In Middle Class, Signs of Anxiety on School Efforts

I learned recently that NYC has a school board (board of regents) that’s appointed by the legislature rather than elected by the citizens and that the Chancellor runs the whole operation like a business which means minimal parental voice and input. As stated below, there exists an “absence of a powerful mechanism for parental influence.” We might consider a parallel here to federal education policy where parents have to go to the President in order to convey their grievances with it. On the issue of governance by parents and local communities alone, top-down federal policies, despite the smoke and mirrors regarding the raising of standards, are inefficient blunt instruments This business model forces parents into being consumers of education rather than as agents for the kind of society that we want our children to grow up in. How can this be good for democracy? -Angela


In Middle Class, Signs of Anxiety on School Efforts

by SUSAN SAULNY

The Bloomberg administration's efforts to invest immense attention and resources on low-income students in low-performing schools are causing growing anxiety among parents from middle-class strongholds who worry that the emphasis is coming at their children's expense.

> _Data entries_

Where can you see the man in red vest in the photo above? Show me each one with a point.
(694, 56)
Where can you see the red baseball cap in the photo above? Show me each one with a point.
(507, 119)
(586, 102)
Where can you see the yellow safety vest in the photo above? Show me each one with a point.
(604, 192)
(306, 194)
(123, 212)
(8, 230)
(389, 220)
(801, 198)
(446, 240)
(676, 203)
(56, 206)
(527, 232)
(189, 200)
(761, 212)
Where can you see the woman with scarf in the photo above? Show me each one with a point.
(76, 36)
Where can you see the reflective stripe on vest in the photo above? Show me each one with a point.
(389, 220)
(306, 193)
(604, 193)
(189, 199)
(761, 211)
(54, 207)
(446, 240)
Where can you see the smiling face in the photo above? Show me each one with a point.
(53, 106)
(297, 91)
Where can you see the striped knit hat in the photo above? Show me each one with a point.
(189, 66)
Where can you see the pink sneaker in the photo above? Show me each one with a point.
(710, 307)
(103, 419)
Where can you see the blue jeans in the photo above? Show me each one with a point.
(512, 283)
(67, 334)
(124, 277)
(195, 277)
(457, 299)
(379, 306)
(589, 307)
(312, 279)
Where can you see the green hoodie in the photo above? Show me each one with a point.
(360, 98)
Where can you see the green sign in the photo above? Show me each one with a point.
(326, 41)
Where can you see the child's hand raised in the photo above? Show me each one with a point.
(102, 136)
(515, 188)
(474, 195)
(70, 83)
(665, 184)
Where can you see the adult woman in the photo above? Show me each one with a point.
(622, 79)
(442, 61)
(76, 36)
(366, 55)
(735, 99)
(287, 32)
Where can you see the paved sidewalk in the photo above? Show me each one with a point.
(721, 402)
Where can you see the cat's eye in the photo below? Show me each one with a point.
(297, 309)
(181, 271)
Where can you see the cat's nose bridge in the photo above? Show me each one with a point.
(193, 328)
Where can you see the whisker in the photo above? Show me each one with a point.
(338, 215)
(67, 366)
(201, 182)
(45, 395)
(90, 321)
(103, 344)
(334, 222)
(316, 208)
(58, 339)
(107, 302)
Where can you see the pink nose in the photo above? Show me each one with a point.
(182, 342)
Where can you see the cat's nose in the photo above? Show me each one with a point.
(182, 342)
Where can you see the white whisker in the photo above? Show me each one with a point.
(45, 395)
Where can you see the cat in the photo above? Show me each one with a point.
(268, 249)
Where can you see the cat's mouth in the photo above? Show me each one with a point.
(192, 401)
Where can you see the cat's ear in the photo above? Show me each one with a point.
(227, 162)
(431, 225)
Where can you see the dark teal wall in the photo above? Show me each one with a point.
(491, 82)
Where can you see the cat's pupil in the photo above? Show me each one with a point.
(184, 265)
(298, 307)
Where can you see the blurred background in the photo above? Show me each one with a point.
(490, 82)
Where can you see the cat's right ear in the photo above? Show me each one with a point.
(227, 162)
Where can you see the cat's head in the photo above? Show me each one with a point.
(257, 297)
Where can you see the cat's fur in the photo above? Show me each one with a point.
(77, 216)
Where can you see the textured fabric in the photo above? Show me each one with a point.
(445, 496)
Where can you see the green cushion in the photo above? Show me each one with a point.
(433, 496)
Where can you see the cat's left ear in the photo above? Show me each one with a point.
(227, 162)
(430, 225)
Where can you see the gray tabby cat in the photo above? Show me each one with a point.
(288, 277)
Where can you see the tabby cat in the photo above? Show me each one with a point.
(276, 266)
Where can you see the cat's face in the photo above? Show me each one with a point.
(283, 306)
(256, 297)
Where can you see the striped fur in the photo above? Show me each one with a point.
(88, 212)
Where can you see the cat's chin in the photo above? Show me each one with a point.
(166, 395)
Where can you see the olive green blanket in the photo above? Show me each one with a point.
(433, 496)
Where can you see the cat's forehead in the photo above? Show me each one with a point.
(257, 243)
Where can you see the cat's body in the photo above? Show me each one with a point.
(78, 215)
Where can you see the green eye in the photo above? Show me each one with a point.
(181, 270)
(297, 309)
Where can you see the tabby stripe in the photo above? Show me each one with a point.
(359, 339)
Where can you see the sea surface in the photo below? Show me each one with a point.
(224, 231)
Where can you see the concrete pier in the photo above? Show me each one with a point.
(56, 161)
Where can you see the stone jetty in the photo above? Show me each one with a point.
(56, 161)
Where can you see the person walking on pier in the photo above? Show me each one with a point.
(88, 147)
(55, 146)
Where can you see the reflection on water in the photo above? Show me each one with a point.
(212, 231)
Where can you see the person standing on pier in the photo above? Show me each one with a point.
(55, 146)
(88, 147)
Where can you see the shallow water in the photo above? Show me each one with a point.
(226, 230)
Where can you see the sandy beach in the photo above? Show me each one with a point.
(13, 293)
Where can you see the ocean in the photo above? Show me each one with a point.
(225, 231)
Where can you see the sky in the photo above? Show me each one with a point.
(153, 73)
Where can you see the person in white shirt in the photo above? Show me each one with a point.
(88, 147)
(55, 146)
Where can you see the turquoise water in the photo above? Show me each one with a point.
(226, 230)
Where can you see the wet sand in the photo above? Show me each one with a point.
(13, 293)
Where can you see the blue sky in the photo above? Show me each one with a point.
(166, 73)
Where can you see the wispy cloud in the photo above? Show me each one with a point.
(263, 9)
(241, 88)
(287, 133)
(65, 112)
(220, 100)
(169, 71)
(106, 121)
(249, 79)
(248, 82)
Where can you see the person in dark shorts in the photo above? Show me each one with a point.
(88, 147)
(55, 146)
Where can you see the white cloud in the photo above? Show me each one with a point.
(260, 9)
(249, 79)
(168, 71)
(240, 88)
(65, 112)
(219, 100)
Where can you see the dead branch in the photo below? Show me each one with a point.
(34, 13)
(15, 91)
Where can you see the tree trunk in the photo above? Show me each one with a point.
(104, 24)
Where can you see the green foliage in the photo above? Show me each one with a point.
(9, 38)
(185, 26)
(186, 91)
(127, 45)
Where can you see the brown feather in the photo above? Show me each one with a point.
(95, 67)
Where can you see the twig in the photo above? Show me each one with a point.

> _Directive_
In the passage on New York City schools, what does the writer give as the reason parents have minimal voice and input? Answer in one to three sentences.

> _Exercise result_
The city's school board, the board of regents, is appointed by the legislature rather than elected by citizens. The Chancellor runs the whole operation like a business, which the writer says leaves parents with minimal voice and input.